Фрагмент текста:
_ _ _ _ _

Я вернулся за писательский стол, из-за которого три раза в неделю пересаживаюсь в редакторское кресло.— Газета удачно балансирует. На ваших страницах уживаются западники и патриоты, реалисты и постмодернисты.
— Это принципиально, потому что в литературной журналистке 90-х годов меня возмущало, что все издания придерживались какого-то одного узкого направления. Чужого близко не подпустят. «Новый мир» — свой круг авторов, «Наш современник» — это уже другие писатели, но тоже только свои. «ЛГ» эту недобрую традицию стала ломать, нам не верили, писали доносы, а позже с нас стали брать пример другие издания. Но некоторое время «Литгазета» была единственным изданием, где можно было на одной полосе прочитать Проханова и Юрия Кузнецова, а на другой Евтушенко и Битова. Это нормально, благодаря такой полифонии наш тираж стал расти как на дрожжах.
— Но для такой полифонии сам коллектив газеты должен быть неоднороден. Не так ли?
— Да, конечно, в нашей газете работают люди с самыми разными взглядами. У нас отдел общества традиционно либеральный, отдел политики консервативный. Между прочим, очень многие либералы с облегчением вздохнули, когда газета отказалась от либеральной моноидеологии. Работают, никуда не уходят. Один из знаковых либералов «ЛГ» Игорь Гамаюнов недавно получил премию Российского правительства. Пришли к нам писатели консервативно-патриотического направления. Куда ж без них!
— В газетном мире все очень ненадежно, постоянно приходится слышать, что одно издание закрылось, а у другого упал тираж. Насколько стабильно вы существуете?
— У нас все более-менее в порядке, хотя я не могу сказать, что мы жируем. Пока удается держаться на самоокупаемости, живем в здании, которое принадлежит газете. За нами нет каких-либо олигархов и политической партии. Наверное, поэтому наша жизнь стабильно скромная. Конечно, хотелось бы жить лучше, но для этого надо идти кому-то в услужение, а мы себе этого позволить не можем. Пушкин не простит. Я убежден, что «Литературная газета», отметившая стовосьмидесятилетие, — это такое же достояние страны, как Малый театр или Третьяковская галерея.
«Не стоит свобода слова разгрома государства»
Многие ошибаются, считая, что мой роман «ЧП районного масштаба» стал первым романом перестройки. Роман вышел в январе 1985-го, когда еще Черненко был жив, и никому в голову не могло прийти, что начнется через несколько месяцев. «Сто дней до приказа» вышли уже в перестройку.

_ _ _ _ _

Показанные данные:
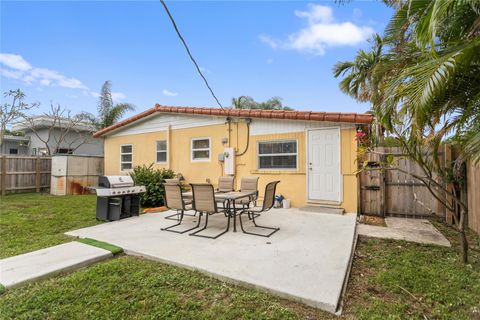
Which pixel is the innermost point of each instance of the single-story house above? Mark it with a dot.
(313, 154)
(15, 145)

_ _ _ _ _

Задание: Перескажите фрагмент интервью о «Литературной газете» в двух предложениях. Листинг здесь никак не используется.

Ответ: В «Литературной газете» печатаются писатели разных направлений, например Проханов и Евтушенко, а в редакции работают люди с самыми разными взглядами, и благодаря такой полифонии тираж стал быстро расти. Газета держится на самоокупаемости, живет в принадлежащем ей здании и не зависит ни от олигархов, ни от политических партий.